- **TASK DESCRIPTION**
Please copy word for word the lines of the material from the line with "target: rocky stream bed" to the line with "248 160 L 260", including both of those lines.

- **RECORD SET**
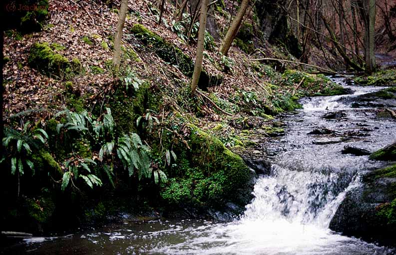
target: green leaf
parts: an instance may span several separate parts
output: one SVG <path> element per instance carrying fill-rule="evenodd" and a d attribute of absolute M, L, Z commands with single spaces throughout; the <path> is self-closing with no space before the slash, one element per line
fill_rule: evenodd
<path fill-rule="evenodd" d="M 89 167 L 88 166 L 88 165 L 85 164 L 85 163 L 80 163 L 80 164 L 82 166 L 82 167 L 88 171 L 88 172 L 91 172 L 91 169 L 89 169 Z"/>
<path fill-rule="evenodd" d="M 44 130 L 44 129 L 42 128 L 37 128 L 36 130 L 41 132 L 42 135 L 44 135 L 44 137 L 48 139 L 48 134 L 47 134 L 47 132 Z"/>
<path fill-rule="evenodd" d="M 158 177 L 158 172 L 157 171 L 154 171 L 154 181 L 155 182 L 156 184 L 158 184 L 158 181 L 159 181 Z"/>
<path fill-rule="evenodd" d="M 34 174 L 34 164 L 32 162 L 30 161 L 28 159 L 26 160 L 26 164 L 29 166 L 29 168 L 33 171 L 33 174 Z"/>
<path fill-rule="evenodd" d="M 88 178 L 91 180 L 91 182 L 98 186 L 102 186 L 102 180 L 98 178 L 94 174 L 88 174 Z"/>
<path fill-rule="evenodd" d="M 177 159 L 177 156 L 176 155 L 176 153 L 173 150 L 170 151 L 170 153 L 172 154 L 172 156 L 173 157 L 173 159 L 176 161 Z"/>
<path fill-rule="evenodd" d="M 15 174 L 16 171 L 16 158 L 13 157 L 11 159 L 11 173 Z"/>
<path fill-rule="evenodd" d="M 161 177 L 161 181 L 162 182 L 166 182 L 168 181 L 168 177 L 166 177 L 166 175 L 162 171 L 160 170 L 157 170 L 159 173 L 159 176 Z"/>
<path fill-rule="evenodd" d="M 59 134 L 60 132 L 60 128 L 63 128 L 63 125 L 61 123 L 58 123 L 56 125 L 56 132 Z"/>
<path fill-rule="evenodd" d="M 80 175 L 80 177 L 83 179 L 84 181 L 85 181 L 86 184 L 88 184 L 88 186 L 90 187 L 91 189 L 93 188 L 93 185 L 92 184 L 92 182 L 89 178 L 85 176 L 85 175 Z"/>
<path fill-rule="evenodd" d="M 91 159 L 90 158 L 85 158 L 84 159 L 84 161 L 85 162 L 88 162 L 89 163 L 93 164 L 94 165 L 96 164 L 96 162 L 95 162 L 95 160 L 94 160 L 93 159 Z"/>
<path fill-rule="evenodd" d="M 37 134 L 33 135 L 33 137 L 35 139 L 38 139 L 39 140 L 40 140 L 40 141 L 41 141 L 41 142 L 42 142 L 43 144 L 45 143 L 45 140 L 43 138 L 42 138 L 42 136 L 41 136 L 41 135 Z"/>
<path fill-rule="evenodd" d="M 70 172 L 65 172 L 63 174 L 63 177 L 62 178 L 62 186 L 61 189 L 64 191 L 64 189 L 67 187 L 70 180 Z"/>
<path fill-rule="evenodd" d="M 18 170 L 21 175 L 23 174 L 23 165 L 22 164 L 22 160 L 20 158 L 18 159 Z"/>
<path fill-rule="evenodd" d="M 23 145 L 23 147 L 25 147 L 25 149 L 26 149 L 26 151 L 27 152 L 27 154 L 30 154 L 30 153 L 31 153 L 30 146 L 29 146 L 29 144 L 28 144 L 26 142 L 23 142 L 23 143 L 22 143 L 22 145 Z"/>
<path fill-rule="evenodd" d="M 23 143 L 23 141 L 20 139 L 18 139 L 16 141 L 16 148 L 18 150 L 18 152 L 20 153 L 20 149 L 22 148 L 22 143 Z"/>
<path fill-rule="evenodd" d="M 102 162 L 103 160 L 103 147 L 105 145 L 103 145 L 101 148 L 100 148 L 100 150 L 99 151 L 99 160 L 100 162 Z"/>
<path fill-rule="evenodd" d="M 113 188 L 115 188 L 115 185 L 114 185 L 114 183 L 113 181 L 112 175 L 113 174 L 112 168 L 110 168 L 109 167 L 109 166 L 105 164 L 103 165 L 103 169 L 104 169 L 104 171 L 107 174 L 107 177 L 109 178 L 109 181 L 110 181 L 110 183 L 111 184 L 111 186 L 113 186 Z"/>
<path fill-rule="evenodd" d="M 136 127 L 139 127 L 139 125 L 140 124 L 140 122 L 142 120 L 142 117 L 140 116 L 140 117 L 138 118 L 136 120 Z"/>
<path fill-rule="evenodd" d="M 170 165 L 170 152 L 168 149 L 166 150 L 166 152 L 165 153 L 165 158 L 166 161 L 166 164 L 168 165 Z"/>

==

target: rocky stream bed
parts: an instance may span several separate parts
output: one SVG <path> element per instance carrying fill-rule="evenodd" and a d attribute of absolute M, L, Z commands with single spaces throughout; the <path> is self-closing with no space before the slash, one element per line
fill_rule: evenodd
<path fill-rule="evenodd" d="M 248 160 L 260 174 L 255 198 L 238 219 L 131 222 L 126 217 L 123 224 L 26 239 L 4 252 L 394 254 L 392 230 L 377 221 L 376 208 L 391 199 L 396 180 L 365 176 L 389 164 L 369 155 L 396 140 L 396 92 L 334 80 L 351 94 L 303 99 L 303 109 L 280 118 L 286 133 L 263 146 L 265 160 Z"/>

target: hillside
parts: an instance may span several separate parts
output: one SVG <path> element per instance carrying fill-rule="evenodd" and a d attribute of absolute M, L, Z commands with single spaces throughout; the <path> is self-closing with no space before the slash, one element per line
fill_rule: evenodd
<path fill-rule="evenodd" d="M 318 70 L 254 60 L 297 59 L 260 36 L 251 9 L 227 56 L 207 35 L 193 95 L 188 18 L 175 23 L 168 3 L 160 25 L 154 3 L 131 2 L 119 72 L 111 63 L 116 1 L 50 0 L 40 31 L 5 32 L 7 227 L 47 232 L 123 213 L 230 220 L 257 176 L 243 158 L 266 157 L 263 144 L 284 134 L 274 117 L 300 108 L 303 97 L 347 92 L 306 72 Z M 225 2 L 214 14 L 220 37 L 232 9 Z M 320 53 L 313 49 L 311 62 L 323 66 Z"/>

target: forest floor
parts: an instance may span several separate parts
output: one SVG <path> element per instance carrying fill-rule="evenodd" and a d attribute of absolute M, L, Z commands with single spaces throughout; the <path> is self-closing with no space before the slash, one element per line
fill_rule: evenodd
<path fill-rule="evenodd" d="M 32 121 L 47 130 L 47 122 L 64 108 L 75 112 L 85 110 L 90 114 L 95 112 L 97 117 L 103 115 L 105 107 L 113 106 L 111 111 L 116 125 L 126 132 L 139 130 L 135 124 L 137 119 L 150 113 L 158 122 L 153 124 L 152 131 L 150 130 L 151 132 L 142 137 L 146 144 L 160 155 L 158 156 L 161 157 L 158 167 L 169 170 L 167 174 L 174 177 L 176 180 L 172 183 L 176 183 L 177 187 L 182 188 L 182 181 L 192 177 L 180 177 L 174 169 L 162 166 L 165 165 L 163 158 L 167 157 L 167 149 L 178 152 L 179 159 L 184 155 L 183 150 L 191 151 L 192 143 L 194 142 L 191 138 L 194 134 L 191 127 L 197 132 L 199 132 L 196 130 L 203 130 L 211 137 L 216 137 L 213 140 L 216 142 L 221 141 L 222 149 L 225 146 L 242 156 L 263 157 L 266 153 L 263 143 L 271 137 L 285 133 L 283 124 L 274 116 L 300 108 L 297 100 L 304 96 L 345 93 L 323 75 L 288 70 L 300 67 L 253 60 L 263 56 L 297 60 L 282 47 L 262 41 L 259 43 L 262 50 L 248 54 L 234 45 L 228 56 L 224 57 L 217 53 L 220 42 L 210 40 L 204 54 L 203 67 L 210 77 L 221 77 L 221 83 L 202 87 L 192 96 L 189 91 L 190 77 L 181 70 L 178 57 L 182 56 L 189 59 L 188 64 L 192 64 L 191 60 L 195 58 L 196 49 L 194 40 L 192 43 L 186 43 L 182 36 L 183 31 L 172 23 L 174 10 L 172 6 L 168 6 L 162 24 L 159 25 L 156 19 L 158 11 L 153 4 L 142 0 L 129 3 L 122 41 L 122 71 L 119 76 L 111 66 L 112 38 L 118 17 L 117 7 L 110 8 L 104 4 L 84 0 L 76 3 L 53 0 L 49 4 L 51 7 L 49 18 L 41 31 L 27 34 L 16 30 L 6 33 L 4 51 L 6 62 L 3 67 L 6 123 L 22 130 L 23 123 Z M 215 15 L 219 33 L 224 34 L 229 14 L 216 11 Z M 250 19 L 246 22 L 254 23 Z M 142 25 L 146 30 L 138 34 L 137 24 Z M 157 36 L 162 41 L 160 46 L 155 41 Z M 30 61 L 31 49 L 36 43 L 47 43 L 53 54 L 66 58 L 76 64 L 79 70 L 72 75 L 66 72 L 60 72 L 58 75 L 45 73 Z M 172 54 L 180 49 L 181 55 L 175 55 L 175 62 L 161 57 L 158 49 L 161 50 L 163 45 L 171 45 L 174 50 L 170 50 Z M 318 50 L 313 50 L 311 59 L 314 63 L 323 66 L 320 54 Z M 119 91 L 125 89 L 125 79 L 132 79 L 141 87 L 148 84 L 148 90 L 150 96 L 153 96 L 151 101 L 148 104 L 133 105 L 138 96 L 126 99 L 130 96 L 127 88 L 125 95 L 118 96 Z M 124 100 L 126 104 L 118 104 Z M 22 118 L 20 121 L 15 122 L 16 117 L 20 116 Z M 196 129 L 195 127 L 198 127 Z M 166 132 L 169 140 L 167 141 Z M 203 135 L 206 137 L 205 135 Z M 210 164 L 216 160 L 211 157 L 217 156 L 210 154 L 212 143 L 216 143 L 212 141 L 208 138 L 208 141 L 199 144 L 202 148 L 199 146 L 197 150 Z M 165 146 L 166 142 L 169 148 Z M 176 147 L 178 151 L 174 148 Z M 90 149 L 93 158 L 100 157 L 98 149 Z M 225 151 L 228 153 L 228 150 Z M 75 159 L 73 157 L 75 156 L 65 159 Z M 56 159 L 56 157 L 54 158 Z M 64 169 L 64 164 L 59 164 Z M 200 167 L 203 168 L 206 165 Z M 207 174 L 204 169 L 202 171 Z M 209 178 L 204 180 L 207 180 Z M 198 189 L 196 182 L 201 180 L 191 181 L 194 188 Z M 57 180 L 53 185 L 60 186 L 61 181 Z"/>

- **SOLUTION**
target: rocky stream bed
parts: an instance may span several separate parts
output: one SVG <path> element per instance carrying fill-rule="evenodd" and a d attribute of absolute M, L, Z commands with single spaces throughout; the <path> is self-closing with no space before the slash, one element per line
fill_rule: evenodd
<path fill-rule="evenodd" d="M 248 160 L 260 174 L 255 198 L 238 219 L 131 222 L 126 217 L 123 224 L 26 239 L 4 252 L 394 254 L 392 230 L 377 221 L 376 208 L 391 199 L 396 180 L 365 176 L 389 164 L 369 155 L 396 140 L 396 92 L 334 80 L 351 94 L 303 99 L 303 109 L 280 118 L 286 133 L 263 146 L 265 160 Z"/>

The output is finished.